◆ Tasks ◆
a) Sum up the text on tributes to Ronald Reagan in two sentences.
b) Decide whether each statement agrees with the text on tributes to Ronald Reagan. For each one, answer yes or no and quote the words of the text that decide it.
(i) Reagan was the first US president in 30 years to serve two terms.
(ii) Reagan struggled with Alzheimer's for 15 years.
(iii) In her speech, Nancy Reagan urged support for stem cell research.
c) Answer these questions from the text on tributes to Ronald Reagan.
(i) What occasion was George W. Bush marking in France?
(ii) What nickname does the text give Margaret Thatcher?
(iii) How long after leaving the White House did Reagan die?

◆ Extract to read ◆
====================
President George W. Bush, visiting France to mark the 60th anniversary of the D-Day landings, hailed Mr Reagan as a "courageous man" and a "gallant leader in the cause of freedom."

Mr Reagan became the first right-wing US president in 50 years; the first in 30 years to serve two terms; and the first to spend a trillion dollars on peacetime defense and witness a doubling of the national debt.

He called the Soviet Union an evil empire and helped defeat it in the Cold War by presiding over a massive US defense build-up that the Russians could not afford to keep up with.

In a flood of tributes from America and abroad, Mr Reagan was hailed as the man who changed the course of world history by hastening the end of Soviet Communism.

More personally, the former president's death ended a long, painful last chapter in a close, 52-year marriage. Just last month, Nancy Reagan made a rare speech in which she described her husband's last days suffering from Alzheimer's.

"Ronnie's long journey has finally taken him to a distant place, where I can no longer reach him," she said, urging support for stem cell research to help cure Alzheimer's.

His death more than 15 years after leaving the White House and after a 10-year struggle with Alzheimer's that had kept him out of the public eye, prompted warm tributes from world leaders.

Pope John Paul yesterday mourned Mr Reagan's death, the fellow communist-buster with whom he shared an affinity for moral conservativism and a vision of a world free of totalitarianism.

Both men were instrumental in events that led up to the fall of the Berlin Wall and also shared an unflagging stand against abortion.

Historians believe the convergence on the world scene of the first pope from a communist country, Mr Reagan and former Soviet leader Mikhail Gorbachev was the perfect political cocktail for the times.

The father of Soviet Perestroika reform Mikhail Gorbachev praised Mr Reagan, his partner on the world stage, as a great leader who dared to change the tide in relations between the Cold War superpowers. Mr Gorbachev said his dialogue with Reagan "kick-started the process, which ultimately put an end to the Cold War."

Former British Prime Minister Margaret Thatcher - the "Iron Lady" to Mr Reagan's warm "Great Communicator" - called him a "truly great American hero."

"Ronald Reagan had a higher claim than any other leader to have won the Cold War for liberty. To have achieved so much, against such odds, and with such humour and humanity, made Ronald Reagan a truly great American hero," Ms Thatcher said.
====================
◆ Recorded information ◆
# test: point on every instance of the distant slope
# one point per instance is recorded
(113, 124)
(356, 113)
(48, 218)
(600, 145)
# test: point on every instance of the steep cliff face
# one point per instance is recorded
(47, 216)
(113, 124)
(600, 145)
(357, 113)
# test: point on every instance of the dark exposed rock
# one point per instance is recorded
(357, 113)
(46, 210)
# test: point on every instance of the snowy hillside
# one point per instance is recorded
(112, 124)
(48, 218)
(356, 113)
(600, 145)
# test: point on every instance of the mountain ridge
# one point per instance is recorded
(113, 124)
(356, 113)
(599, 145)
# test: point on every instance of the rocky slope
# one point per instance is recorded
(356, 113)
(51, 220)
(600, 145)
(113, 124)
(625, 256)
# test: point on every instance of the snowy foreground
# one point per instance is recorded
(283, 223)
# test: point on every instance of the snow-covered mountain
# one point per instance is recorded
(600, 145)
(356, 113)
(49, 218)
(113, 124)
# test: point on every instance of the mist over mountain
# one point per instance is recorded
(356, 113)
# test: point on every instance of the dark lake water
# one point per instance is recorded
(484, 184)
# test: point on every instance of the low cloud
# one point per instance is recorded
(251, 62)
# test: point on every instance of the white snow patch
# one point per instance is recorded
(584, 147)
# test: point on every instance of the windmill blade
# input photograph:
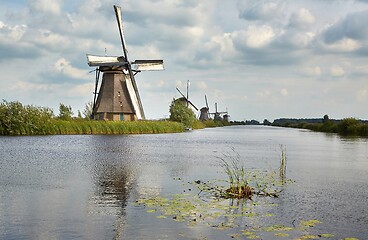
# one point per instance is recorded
(95, 60)
(121, 30)
(148, 65)
(138, 109)
(193, 105)
(186, 99)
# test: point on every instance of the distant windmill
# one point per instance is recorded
(204, 111)
(118, 97)
(217, 115)
(186, 98)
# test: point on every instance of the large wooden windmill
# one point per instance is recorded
(118, 97)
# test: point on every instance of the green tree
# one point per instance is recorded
(179, 112)
(65, 112)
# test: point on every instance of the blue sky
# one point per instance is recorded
(258, 59)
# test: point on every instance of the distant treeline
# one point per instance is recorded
(18, 119)
(346, 127)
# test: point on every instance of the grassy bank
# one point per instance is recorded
(345, 127)
(17, 119)
(55, 126)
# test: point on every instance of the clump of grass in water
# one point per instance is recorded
(282, 168)
(244, 183)
(239, 187)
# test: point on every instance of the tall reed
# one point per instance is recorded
(282, 168)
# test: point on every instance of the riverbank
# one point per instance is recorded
(344, 127)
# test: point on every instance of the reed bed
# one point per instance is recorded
(110, 127)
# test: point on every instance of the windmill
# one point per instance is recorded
(186, 98)
(217, 115)
(204, 111)
(118, 97)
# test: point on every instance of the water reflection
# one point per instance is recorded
(113, 175)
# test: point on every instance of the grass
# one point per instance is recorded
(282, 168)
(244, 183)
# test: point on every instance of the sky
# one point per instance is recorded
(256, 59)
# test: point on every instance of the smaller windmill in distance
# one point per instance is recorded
(186, 98)
(219, 116)
(204, 111)
(118, 97)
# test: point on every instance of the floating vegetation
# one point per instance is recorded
(245, 203)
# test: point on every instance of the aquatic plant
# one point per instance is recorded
(236, 173)
(282, 168)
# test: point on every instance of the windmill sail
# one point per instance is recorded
(148, 65)
(94, 60)
(121, 30)
(118, 97)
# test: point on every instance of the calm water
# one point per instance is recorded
(68, 187)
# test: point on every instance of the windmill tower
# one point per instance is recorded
(204, 111)
(217, 115)
(118, 97)
(186, 98)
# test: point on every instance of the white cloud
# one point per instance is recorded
====================
◆ Task-by-task solutions ◆
a) Ronald Reagan called the Soviet Union an evil empire and presided over a massive US defense build-up that the Russians could not afford to match, and after his death he was hailed as the man who hastened the end of Soviet Communism. Warm tributes came from world leaders including George W. Bush, Pope John Paul, Mikhail Gorbachev and Margaret Thatcher, while his death also ended a long, painful last chapter of his 52-year marriage after a 10-year struggle with Alzheimer's.

b)
(i) Yes: "the first in 30 years to serve two terms"
(ii) No: "after a 10-year struggle with Alzheimer's"
(iii) Yes: "urging support for stem cell research to help cure Alzheimer's"

c)
(i) The 60th anniversary of the D-Day landings.
(ii) The "Iron Lady."
(iii) More than 15 years.